YOUR GOAL = Write out the passage of the branch prediction thread from "Q: (From above)" to "already pretty good." word for word.

SUPPLIED TEXT =
## BEGIN

Also, I’ll better explain the problem with using these data I was refering to: on a local predictor, nearby instructions data would not be useful, since they do not change. So only registors data could be useful (because even cache would delay too much to deliver anything), but by the time the predictor needs this data, the content on them do not refer to that specific instruction, but to some instructions before (the ones further in the pipeline), so the TM would probably have to see a indirect pattern here (sorry, I think it still is confusing, hope you understand it). However, a global predictor could perhaps make use of the instructions to get some insights. It would be interesting to test.

@Charles_Rosenbauer Thank you so much for the detailed post. Your comment has actually hurt my hope on getting interesting results (or any at all), but the earlier I discover this, the better, so I can even change the topic of my thesis if needed. I knew most of what you wrote on the first paragraphs, but the last takeaways were really valuable.

So, I have some questions. I don’t expect you to answer them with so many details (as @Jose_Cueto said, it’s my job to make further investigations, I just need a path =])

Q: Is it possible that a TM can replace a Two-Level Predictor table with less hardware and more of less the same results, but learning in less cycles than a perceptron?
Expected answer: No, a TM would require more hardware.

Q: Is it too difficult (or even impossible) to rewind a TM? So, is the solution for rewinding be using copies of all the parameters of the model? If it is, hardware will be definely a great problem.
Expected answer: there is a way, but it would be very difficult to implement (isn’t default TM too difficult already?).

Q: Since I expect ‘No’ for the first question, a TM would only make sense as a global predictor, right? One that could be reused, forgetting about instructions not used in some time). My idea is to combine a 2-bit saturating counter to help the TM when it’s not so sure (or, from other perspective, use a TM to improve the 2-bit saturating counter when possible)

Q: (From above) The ideia of using more not-so-human-friendly data to make these predictions would require a SP and a different way to represent the output, right? More like a continuous output, rather than a binary one.

Q: How can Memory Prefetching be modeled as a temporal problem? (don’t waste too much time on this one haha) [EDIT: @vpuente has linked an interesting paper below. I think I can find the answer reading it beyond the abstract, which I’ll do later]

Thanks so much for everyone that is taking some time to guide me on this topic.


#26

I would look at prefetchers. LSTM seems to work there ( https://arxiv.org/pdf/1803.02329.pdf ). HTM should be better at that. My experience is that HTM is reasonably good predicting the PC, but load addresses stream can have a superior impact on performance than BP. Be aware that conventional BP are already pretty good.

PS: a “small” HTM can be done in HW. I think that an LSTM is impossible (at least from the perspective of the core).


#27

Depends on how long the history is. If it’s a small one, no. 8 history bits and 2048 entries I think are pretty common numbers for Two-Level Predictors in modern, high-end processors. That’s 128kB of internal state, or ~6.3 million transistors, which is quite a bit to play with. If you have an HTM network with say, 256 neurons, 512 synapses per neuron, and 3 bits per synapse, that would require ~2.4 million transistors for the memory. Not sure about the logic, but you could probably make it work.

## END

(Object outline annotations)
## BEGIN

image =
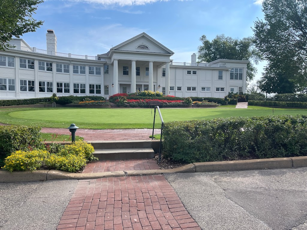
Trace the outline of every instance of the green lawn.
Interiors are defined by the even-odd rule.
[[[249,106],[247,109],[162,109],[161,111],[165,122],[273,114],[271,108],[258,106]],[[150,109],[2,109],[0,110],[0,123],[59,128],[67,128],[74,123],[83,128],[152,128],[153,109],[152,112],[152,114]],[[307,109],[274,109],[274,115],[283,114],[307,115]],[[159,128],[161,121],[158,115],[156,117],[156,127]]]

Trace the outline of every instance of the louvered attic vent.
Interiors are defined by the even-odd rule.
[[[138,47],[138,49],[149,49],[148,46],[146,45],[140,45]]]

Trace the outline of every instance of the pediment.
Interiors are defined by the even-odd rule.
[[[171,50],[145,33],[143,33],[111,49],[112,50],[173,54]]]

## END

ANSWER TO THIS TASK =
Q: (From above) The ideia of using more not-so-human-friendly data to make these predictions would require a SP and a different way to represent the output, right? More like a continuous output, rather than a binary one.

Q: How can Memory Prefetching be modeled as a temporal problem? (don’t waste too much time on this one haha) [EDIT: @vpuente has linked an interesting paper below. I think I can find the answer reading it beyond the abstract, which I’ll do later]

Thanks so much for everyone that is taking some time to guide me on this topic.


#26

I would look at prefetchers. LSTM seems to work there ( https://arxiv.org/pdf/1803.02329.pdf ). HTM should be better at that. My experience is that HTM is reasonably good predicting the PC, but load addresses stream can have a superior impact on performance than BP. Be aware that conventional BP are already pretty good.